[REQUIREMENT A]
Translate this sentence from the talk announcement into Spanish: "The method uses distributed traces to estimate the code control flow and predict/explain observed performance."
[REQUIREMENT B]
In the talk announcement, change "distributed traces" to "execution logs" and give the passage again, beginning at the words "Computer Science Small" and stopping after "of latency changes.".

Profiling Latency in Deployed Distributed Systems | Computer Science Department at Princeton University

Date and Time

Wednesday, May 1, 2013 - 3:30pm to 4:30pm

Location

Computer Science Small Auditorium (Room 105)

Type

Talk

Speaker

Gideon Mann, from Google

Understanding the sources of latency within a deployed distributed system is complicated. Asynchronous control flow, variable workloads, pushes of new backend servers, and unreliable hardware all can make significant contribution to a job's performance. In this talk, I'll present the work of the Weatherman effort to build a profiling tool for deployed distributed systems. The method uses distributed traces to estimate the code control flow and predict/explain observed performance. I'll then illustrate how this method has been applied to understand and tune large distributed systems at Google and how it has been used in a differential profiling fashion to understand the sources of latency changes.

To provide another view of latency, I'll quickly discuss our recent work on distributed convex optimization with an emphasis on the interface between the algorithm and the computing substrate performing the computation. In particular, I'll show that data center architecture, in particular network architecture, should have a significant impact on machine learning algorithm design.

Gideon is a Staff Research Scientist at Google NY. He attended Brown University as an undergraduate where he hung out in the AI lab and drank too much Mountain Dew. He then attended graduate school at Johns Hopkins University, worked in CLSP, and graduated in 2006 with a Ph.D. He still misses Charm City. He then spent a post-doc at the UMass/Amherst with Andrew McCallum working on weakly-supervised learning. In 2007, he joined Google.

At Google, his team works on applied machine learning. The Weatherman effort leverages statistical methods to data center management. The team also is responsible for the Prediction API (https://developers.google.com/prediction/). Publicly released in 2010, Prediction was an early machine learning as a service offering and remains an ongoing research project.

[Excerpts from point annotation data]
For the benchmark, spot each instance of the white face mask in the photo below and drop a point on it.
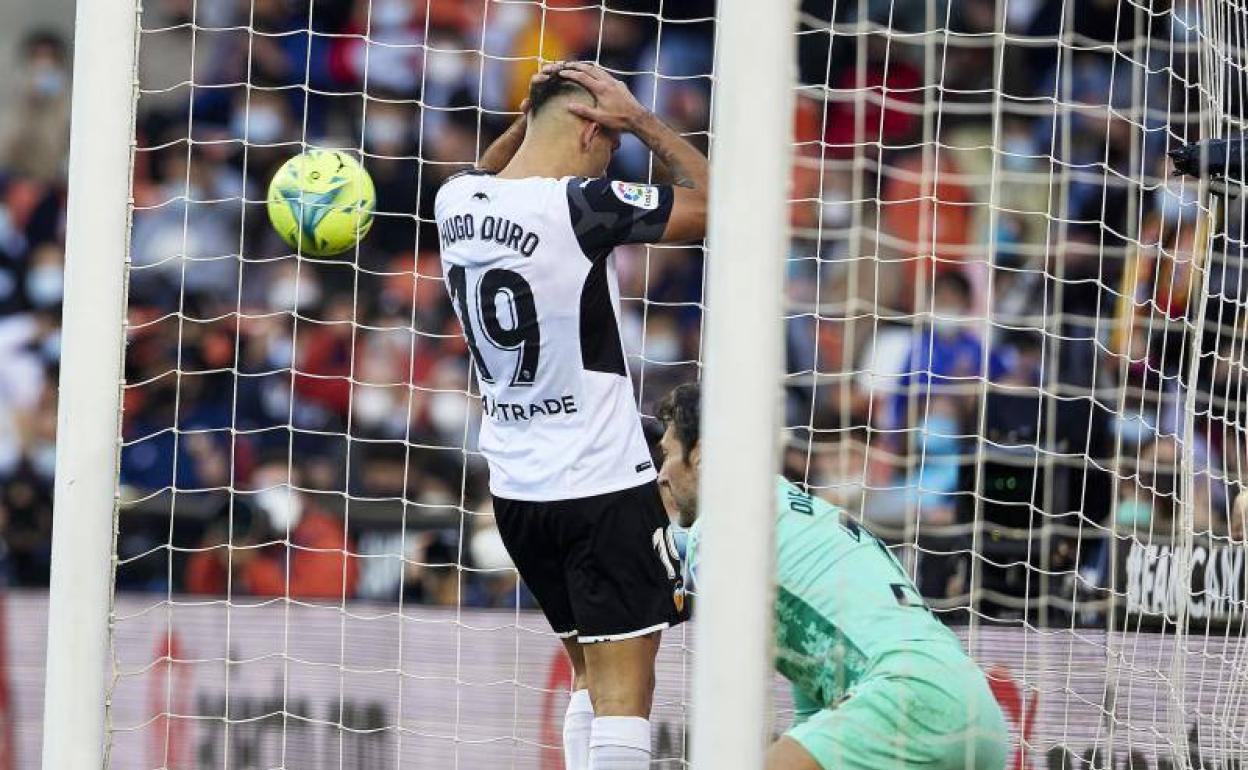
(444, 68)
(663, 348)
(280, 351)
(45, 285)
(836, 211)
(392, 13)
(946, 322)
(1016, 154)
(260, 125)
(288, 295)
(48, 81)
(372, 406)
(385, 131)
(43, 459)
(282, 506)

[WRITTEN RESPONSE A]
El método utiliza trazas distribuidas para estimar el flujo de control del código y predecir/explicar el rendimiento observado.

[WRITTEN RESPONSE B]
Computer Science Small Auditorium (Room 105)

Type

Talk

Speaker

Gideon Mann, from Google

Understanding the sources of latency within a deployed distributed system is complicated. Asynchronous control flow, variable workloads, pushes of new backend servers, and unreliable hardware all can make significant contribution to a job's performance. In this talk, I'll present the work of the Weatherman effort to build a profiling tool for deployed distributed systems. The method uses execution logs to estimate the code control flow and predict/explain observed performance. I'll then illustrate how this method has been applied to understand and tune large distributed systems at Google and how it has been used in a differential profiling fashion to understand the sources of latency changes.